Overview

In a tournament with \(N\) players where you can freely decide the matchups, the problem asks for the maximum number of wins a specific player \(K\) can achieve. In each match, the player with the higher rating always wins.

Analysis

The key points for solving this problem are thinking about “Who can player \(K\) beat?” and “How should we arrange the matchups with those opponents?”

1. Conditions for Player \(K\) to Win

According to the problem statement, the player with the higher rating always wins a match. Therefore, for player \(K\) to win a match, the opponent’s rating must be less than \(S_K\). Conversely, if player \(K\) faces an opponent with a rating higher than \(S_K\), player \(K\) will inevitably lose and be eliminated at that point.

2. Strategy to Maximize Wins

To maximize the number of wins for player \(K\), the effective strategy is to “have player \(K\) fight all opponents they can beat (those with lower ratings) one by one in sequence.”

For example, suppose there are \(m\) players with ratings lower than player \(K\). 1. First, have player \(K\) face “player A who has a lower rating.” Player \(K\) wins, and the win count becomes 1. 2. Next, have the surviving player \(K\) face “another player B who has a lower rating.” Player \(K\) wins, and the win count becomes 2. 3. By repeating this \(m\) times, player \(K\) can achieve \(m\) victories.

3. What About Stronger Players?

If players with higher ratings than player \(K\) remain, there is a possibility that player \(K\) could lose. However, since we are free to arrange the tournament bracket, we can “have the stronger players fight among themselves first, eliminating all but one of them.” Even if player \(K\) eventually faces the last remaining strongest player and loses, as long as they have already beaten all weaker players before that, the win count is maximized.

From the above analysis, we can see that the maximum number of wins for player \(K\) equals “the number of players among all participants whose rating is lower than player \(K\)’s rating.”

Algorithm

1. Obtain player \(K\)’s rating \(S_K\).
2. For all players \(i = 1, 2, \ldots, N\), check their rating \(S_i\).
━━━━━━━━━━━━━━━━━━━━
AIM 1:
In the tournament analysis, copy the passage that begins at the words "To maximize the" and stops after "About Stronger Players?", with "tally of wins" in place of "win count".
AIM 2:
Answer these questions on the tournament analysis:
(a) In each match, which player always wins?
(b) For player \(K\) to win a match, what must be true of the opponent's rating?
(c) How should the players rated higher than player \(K\) be handled?
AIM 3:
Pick up the tournament analysis after its last sentence and carry on writing it.

EXTRACTED MATERIAL:
━━━━━━━━━━━━━━━━━━━━
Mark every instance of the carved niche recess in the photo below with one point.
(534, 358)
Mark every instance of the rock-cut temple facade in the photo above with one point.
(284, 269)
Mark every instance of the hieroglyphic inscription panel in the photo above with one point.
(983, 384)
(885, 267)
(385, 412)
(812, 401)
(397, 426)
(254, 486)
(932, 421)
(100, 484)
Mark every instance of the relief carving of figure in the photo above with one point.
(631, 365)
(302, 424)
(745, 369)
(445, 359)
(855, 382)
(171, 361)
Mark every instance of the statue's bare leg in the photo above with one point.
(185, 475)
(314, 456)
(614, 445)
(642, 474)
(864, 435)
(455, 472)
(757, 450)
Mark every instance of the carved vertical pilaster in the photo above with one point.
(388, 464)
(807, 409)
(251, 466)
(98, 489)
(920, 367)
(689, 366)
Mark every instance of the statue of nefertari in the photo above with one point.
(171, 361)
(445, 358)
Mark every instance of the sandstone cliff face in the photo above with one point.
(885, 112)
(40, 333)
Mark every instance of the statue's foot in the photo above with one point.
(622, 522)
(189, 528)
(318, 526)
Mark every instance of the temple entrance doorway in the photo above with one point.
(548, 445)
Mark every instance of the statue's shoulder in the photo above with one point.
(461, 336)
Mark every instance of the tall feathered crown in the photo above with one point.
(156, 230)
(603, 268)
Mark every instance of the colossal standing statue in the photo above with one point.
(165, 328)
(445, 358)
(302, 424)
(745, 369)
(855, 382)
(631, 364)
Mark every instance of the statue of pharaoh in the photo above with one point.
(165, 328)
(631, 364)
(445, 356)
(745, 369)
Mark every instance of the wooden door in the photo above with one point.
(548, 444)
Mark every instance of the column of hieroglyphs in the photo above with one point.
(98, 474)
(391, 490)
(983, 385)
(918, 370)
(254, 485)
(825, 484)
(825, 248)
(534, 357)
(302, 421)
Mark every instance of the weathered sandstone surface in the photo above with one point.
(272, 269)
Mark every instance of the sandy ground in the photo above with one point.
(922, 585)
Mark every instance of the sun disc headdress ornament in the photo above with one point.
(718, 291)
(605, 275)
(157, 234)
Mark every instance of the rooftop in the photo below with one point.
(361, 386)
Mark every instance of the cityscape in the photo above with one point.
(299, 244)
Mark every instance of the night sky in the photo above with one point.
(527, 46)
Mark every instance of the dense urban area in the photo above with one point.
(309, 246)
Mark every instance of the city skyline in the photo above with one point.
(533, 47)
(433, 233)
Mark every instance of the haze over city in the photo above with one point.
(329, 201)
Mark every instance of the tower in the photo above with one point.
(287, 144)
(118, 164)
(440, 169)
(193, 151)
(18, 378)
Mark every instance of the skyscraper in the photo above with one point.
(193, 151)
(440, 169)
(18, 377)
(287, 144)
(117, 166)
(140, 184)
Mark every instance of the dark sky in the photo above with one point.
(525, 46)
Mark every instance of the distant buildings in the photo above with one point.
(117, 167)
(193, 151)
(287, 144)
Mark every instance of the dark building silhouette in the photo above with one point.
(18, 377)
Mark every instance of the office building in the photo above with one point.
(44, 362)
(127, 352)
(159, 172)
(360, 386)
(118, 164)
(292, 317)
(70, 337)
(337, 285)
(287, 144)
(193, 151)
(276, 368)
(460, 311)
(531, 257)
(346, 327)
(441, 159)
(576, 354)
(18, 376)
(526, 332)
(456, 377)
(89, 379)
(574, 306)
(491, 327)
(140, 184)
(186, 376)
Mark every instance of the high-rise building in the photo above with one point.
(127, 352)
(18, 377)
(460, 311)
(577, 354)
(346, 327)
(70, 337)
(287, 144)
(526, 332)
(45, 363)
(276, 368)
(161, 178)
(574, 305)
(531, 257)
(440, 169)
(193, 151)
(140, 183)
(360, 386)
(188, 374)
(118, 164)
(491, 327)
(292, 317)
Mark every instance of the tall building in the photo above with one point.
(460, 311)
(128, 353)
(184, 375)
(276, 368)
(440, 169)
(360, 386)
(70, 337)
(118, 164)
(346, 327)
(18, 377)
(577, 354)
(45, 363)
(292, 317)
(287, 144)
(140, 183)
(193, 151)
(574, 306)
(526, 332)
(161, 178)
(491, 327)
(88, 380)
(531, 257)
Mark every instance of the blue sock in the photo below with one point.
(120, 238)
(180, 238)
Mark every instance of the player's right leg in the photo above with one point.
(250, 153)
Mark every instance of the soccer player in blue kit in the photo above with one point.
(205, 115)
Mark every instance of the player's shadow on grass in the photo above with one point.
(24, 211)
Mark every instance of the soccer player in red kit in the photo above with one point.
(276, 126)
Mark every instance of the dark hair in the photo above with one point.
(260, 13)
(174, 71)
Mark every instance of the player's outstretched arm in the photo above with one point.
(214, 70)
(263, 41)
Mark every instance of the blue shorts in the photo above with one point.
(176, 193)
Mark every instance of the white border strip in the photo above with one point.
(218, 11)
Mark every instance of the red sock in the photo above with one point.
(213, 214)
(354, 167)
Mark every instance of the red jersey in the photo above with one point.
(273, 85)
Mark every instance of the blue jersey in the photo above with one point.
━━━━━━━━━━━━━━━━━━━━
WRITTEN RESPONSE 1:
To maximize the number of wins for player \(K\), the effective strategy is to “have player \(K\) fight all opponents they can beat (those with lower ratings) one by one in sequence.”

For example, suppose there are \(m\) players with ratings lower than player \(K\). 1. First, have player \(K\) face “player A who has a lower rating.” Player \(K\) wins, and the tally of wins becomes 1. 2. Next, have the surviving player \(K\) face “another player B who has a lower rating.” Player \(K\) wins, and the tally of wins becomes 2. 3. By repeating this \(m\) times, player \(K\) can achieve \(m\) victories.

3. What About Stronger Players?

WRITTEN RESPONSE 2:
(a) The player with the higher rating.
(b) It must be less than \(S_K\).
(c) They fight among themselves first, so all but one of them are eliminated.

WRITTEN RESPONSE 3:
3. Count the number of players satisfying \(S_i < S_K\).
4. Output the counted value as the answer.

Complexity

• Time Complexity: \(O(N)\)
  • Since we check each player’s rating exactly once, the computation finishes in time proportional to the number of players \(N\). With \(N=10^5\), this is sufficiently fast.
• Space Complexity: \(O(N)\)
  • When storing all players’ ratings in a list, the memory usage is proportional to \(N\).

Implementation Notes

• Player number \(K\) is often given as 1-indexed (starting from 1), but lists in programming languages (such as Python) are often 0-indexed (starting from 0), so be careful with index handling (player \(K\)’s rating can be obtained with S[K-1]).

• Since the problem states that all \(S_i\) are distinct, there is no need to explicitly exclude the comparison with player \(K\) themselves (since \(S_K < S_K\) is always false).

  Source Code

import sys

# The problem asks for the maximum number of matches player K can win.
# In a tournament where Takahashi can freely decide the pairings,
# player K can win a match against any player with a lower rating.
# Let m be the number of players whose rating is less than player K's rating.
# Each match player K wins must be against one of these m players.
# Since each player is eliminated after losing once, player K can win at most m matches.
# Takahashi can achieve this maximum by having player K face each of these m players
# one by one in the first m matches. Any players with ratings higher than player K
# can be paired with each other until only one remains, whom player K will eventually
# face and lose to (unless player K is already the overall winner).

def solve():
    # Read all input from standard input at once for efficiency.
    input_data = sys.stdin.read().split()
    if len(input_data) < 2:
        return
    
    # N: total number of players
    # K: the index of the player Takahashi supports (1-indexed)
    n = int(input_data[0])
    k = int(input_data[1])
    
    # S: list of ratings of all N players.
    # Ratings are provided as S1, S2, ..., SN.
    # In Python's 0-indexed list, player K's rating is at index K-1.
    s = list(map(int, input_data[2:2+n]))
    
    # Get the rating of player K.
    target_rating = s[k-1]
    
    # Count how many players have a rating strictly less than target_rating.
    # Every such player represents a potential win for player K.
    max_wins = 0
    for rating in s:
        if rating < target_rating:
            max_wins += 1
            
    # Output the result.
    print(max_wins)

if __name__ == '__main__':
    solve()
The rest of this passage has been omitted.